• **DESCRIPTION OF THE TASK**
Reproduce the entries below verbatim, from the line that contains "the pot rim" through the last line of the entries, including both ends.

○ ○ ○ ○

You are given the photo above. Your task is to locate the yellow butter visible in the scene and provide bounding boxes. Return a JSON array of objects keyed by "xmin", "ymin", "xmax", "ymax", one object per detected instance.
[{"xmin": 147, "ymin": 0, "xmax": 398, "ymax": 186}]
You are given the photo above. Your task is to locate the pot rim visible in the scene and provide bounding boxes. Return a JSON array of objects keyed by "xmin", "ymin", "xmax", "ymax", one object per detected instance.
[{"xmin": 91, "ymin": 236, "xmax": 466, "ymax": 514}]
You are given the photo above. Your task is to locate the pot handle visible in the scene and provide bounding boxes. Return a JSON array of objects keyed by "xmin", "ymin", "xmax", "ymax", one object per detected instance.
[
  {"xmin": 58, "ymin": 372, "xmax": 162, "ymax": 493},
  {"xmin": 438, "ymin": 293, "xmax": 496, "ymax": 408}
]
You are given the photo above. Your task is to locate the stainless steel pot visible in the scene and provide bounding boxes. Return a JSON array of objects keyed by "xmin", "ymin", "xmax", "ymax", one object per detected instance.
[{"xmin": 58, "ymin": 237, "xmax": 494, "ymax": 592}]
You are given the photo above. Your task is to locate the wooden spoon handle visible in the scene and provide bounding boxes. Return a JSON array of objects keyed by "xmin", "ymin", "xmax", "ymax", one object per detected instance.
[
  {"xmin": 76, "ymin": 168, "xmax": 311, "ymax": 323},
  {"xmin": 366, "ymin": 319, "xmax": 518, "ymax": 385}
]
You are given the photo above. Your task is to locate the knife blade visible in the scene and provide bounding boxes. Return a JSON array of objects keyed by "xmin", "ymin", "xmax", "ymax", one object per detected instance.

○ ○ ○ ○

• **RESPONSE TO THE EXERCISE**
You are given the photo above. Your task is to locate the pot rim visible in the scene and provide bounding boxes. Return a JSON array of objects keyed by "xmin", "ymin", "xmax", "ymax", one object per detected instance.
[{"xmin": 91, "ymin": 236, "xmax": 466, "ymax": 514}]
You are given the photo above. Your task is to locate the pot handle visible in the scene and provide bounding boxes. Return a JSON array of objects keyed by "xmin", "ymin", "xmax", "ymax", one object per detected instance.
[
  {"xmin": 58, "ymin": 372, "xmax": 162, "ymax": 493},
  {"xmin": 438, "ymin": 293, "xmax": 496, "ymax": 408}
]
You are given the photo above. Your task is to locate the stainless steel pot visible in the scene and provide bounding boxes. Return a JSON array of objects keyed by "xmin", "ymin", "xmax", "ymax", one object per detected instance.
[{"xmin": 58, "ymin": 237, "xmax": 494, "ymax": 592}]
You are given the photo above. Your task is to locate the wooden spoon handle visible in the scene and provide bounding boxes. Return a JSON array of objects keyed by "xmin", "ymin", "xmax", "ymax", one object per detected instance.
[
  {"xmin": 76, "ymin": 168, "xmax": 311, "ymax": 323},
  {"xmin": 366, "ymin": 319, "xmax": 518, "ymax": 385}
]
You are given the photo above. Your task is to locate the knife blade visible in the scene and provide bounding boxes. Return a JSON array of objects keyed by "xmin", "ymin", "xmax", "ymax", one object per detected instance.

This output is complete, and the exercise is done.